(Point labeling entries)
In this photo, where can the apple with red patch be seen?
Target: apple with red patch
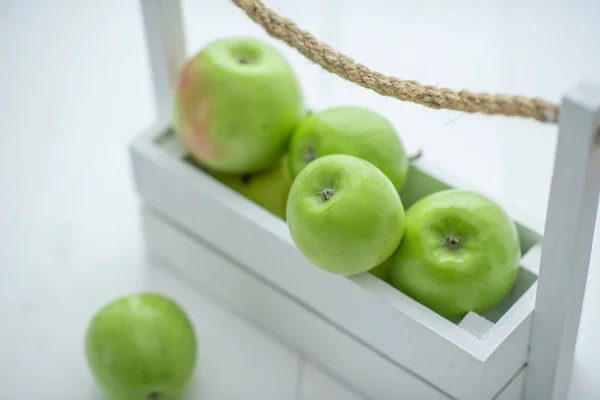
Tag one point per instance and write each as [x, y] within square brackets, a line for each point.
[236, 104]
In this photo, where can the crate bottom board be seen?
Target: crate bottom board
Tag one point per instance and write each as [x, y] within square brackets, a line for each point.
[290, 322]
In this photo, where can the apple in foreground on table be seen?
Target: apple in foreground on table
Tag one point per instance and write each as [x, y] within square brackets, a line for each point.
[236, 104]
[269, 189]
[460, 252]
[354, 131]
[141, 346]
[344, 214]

...

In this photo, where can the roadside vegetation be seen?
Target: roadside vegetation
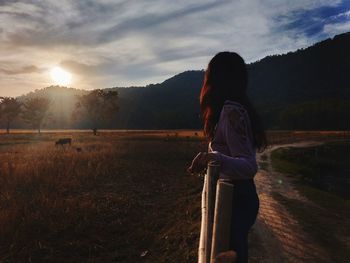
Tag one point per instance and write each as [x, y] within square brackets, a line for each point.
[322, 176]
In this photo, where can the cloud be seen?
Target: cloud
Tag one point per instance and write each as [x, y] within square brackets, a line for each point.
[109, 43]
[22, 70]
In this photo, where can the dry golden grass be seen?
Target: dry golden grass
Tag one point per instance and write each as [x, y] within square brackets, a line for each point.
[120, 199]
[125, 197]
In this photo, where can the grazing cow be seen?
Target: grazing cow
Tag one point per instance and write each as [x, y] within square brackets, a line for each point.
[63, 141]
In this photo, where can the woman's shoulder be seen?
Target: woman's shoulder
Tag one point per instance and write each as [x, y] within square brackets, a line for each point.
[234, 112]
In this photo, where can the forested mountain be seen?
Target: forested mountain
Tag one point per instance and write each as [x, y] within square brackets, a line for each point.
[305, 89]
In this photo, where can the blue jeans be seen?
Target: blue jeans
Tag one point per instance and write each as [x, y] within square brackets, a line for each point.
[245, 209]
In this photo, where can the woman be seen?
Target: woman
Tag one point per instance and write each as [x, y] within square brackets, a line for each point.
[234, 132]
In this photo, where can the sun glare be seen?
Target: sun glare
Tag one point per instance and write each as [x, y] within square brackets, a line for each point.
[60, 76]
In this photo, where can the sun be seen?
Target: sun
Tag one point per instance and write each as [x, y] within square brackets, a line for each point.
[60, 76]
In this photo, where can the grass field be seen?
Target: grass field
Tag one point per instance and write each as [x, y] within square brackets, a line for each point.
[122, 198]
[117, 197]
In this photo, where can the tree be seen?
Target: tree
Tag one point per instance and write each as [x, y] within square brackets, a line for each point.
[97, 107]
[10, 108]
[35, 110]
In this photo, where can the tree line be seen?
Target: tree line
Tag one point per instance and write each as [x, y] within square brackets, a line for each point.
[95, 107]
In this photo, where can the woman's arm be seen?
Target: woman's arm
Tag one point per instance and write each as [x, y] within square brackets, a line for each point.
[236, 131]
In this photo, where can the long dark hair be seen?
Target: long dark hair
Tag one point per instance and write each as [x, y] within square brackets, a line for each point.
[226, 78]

Task prompt. Can you show every line in the entries above that contains the word "foreground"?

Result for this exercise.
In this photo, where can the apple in foreground on table be seen?
Target: apple in foreground on table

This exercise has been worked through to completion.